---------- Page ----------

It struck me to hear that from someone disabled, who clearly has been without for a long time. That even during hardships there are things we must be thankful for.

And during the rest of that train ride I contemplated my own life.

I feel alone most times, often tired from work, and not in the best living situation yet I'm blessed in certain ways.

I get along really well with all of my coworkers at both jobs, I have my health, and a roof over my head.

So even though life is far from where I'd like it to be, today was a good reminder to still be grateful.

Wednesday, December 11, 2013

The Bow Brigade!


An event planner contacted the arts-and-crafts store I work at and wanted some bows made.

And by some I mean over 2,000!!

It was the largest order we've ever had.....the customer paid $11,000!!!

A huge boon for our store, management didn't want to turn it down.

But many of my coworkers are crafty types and we were up for the challenge.

About eight of us spent most of our shifts making bow after bow. We sent out three installments of 750 bows over the past couple weeks.

Some of my handmade bows.

The event planner specifically wanted red and blue. She was planning a party for two HUGE corporations and the bows were to be toppers for the holiday presents.

A lot of measuring and twisting of ribbon ensued.

Through cramped hands and long, monotonous days, we kept in good spirits.

It was nice--and dare I say fun--coming together as a small group and making "bow history" happen.

I'd always start by saying, "It's bow time!" and proudly referred to us as the Bow Brigade.

Today, the last of the custom order gets picked up. I can say I'm soooo over bow-making at the moment yet a part of me will miss it.

"Who knows," one of my coworkers said, "maybe she'll do business with us in the future and want a whole bunch more bows made."

If so, Bow Boy and the rest of the Bow Brigade will be ready!

Friday, November 29, 2013

Extension!


Extension n. The act of a condition being lengthened; an allowance of extra time.

As the months and days counted down, I was becoming more and more discouraged. It didn't look good.

A year ago on this exact date, I was interviewed by a city department in Seattle. I passed and was given access to apply to staff-only positions as they became vacant.

The catch was, that access would expire in one year...today being the last day.

I had only a couple interviews with them over the course of this year but was never picked for those jobs. My time has run out.

However, because my experience is still current/relevant (my university job is in the same field) I asked for an extension...and it was granted...for another year!

I feel really good about this. This means I still have a chance of finding a good job in Seattle and relocating there.

And with twelve more months on my side, I don't feel so pressured.

I'm thankful for the continued opportunity.

Now I just have to hold on, keep trying, and hope something good comes of it!

---------- Collected material ----------

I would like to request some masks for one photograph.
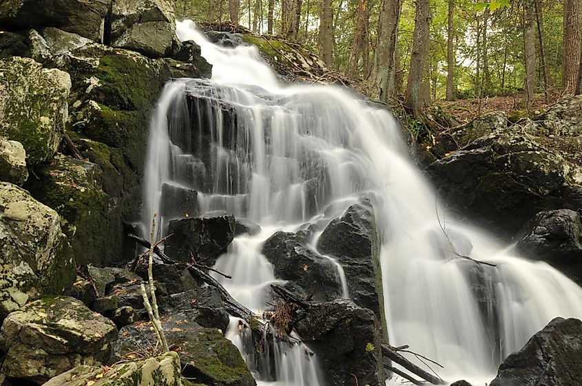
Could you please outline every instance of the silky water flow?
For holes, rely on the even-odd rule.
[[[172,81],[162,92],[150,125],[144,224],[160,211],[165,183],[196,190],[202,215],[259,224],[258,234],[236,237],[216,262],[233,279],[216,278],[241,303],[260,312],[269,284],[280,281],[261,254],[269,236],[329,222],[366,197],[382,240],[391,343],[439,362],[442,378],[484,385],[552,318],[582,318],[574,283],[446,213],[387,111],[337,87],[283,85],[256,47],[214,45],[190,21],[178,22],[177,33],[200,45],[212,78]],[[160,219],[163,228],[169,219]],[[349,298],[343,269],[329,258]],[[245,331],[233,318],[227,336],[260,383],[324,385],[317,356],[301,345],[273,343],[259,363]]]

----------

→ **What is asked**
(1) From the blog excerpt, extract the passage from "A year ago on" up to and including "granted...for another year!".
(2) Answer these questions using the blog excerpt:
(a) How much did the customer pay for the bow order?
(b) Which two colors did the event planner specifically want?
(c) For how long was the extension granted?
(3) Rewrite the paragraph of the blog excerpt that begins "A year ago on this exact date" more briefly, keeping its main facts.
The listing comes from a separate source.

→ **Results for the exercise**
(1)
A year ago on this exact date, I was interviewed by a city department in Seattle. I passed and was given access to apply to staff-only positions as they became vacant.

The catch was, that access would expire in one year...today being the last day.

I had only a couple interviews with them over the course of this year but was never picked for those jobs. My time has run out.

However, because my experience is still current/relevant (my university job is in the same field) I asked for an extension...and it was granted...for another year!

(2)
(a) $11,000
(b) Red and blue
(c) Another year

(3) Exactly a year earlier, a Seattle city department interviewed the writer. The writer passed and gained access to apply for staff-only positions as they opened up.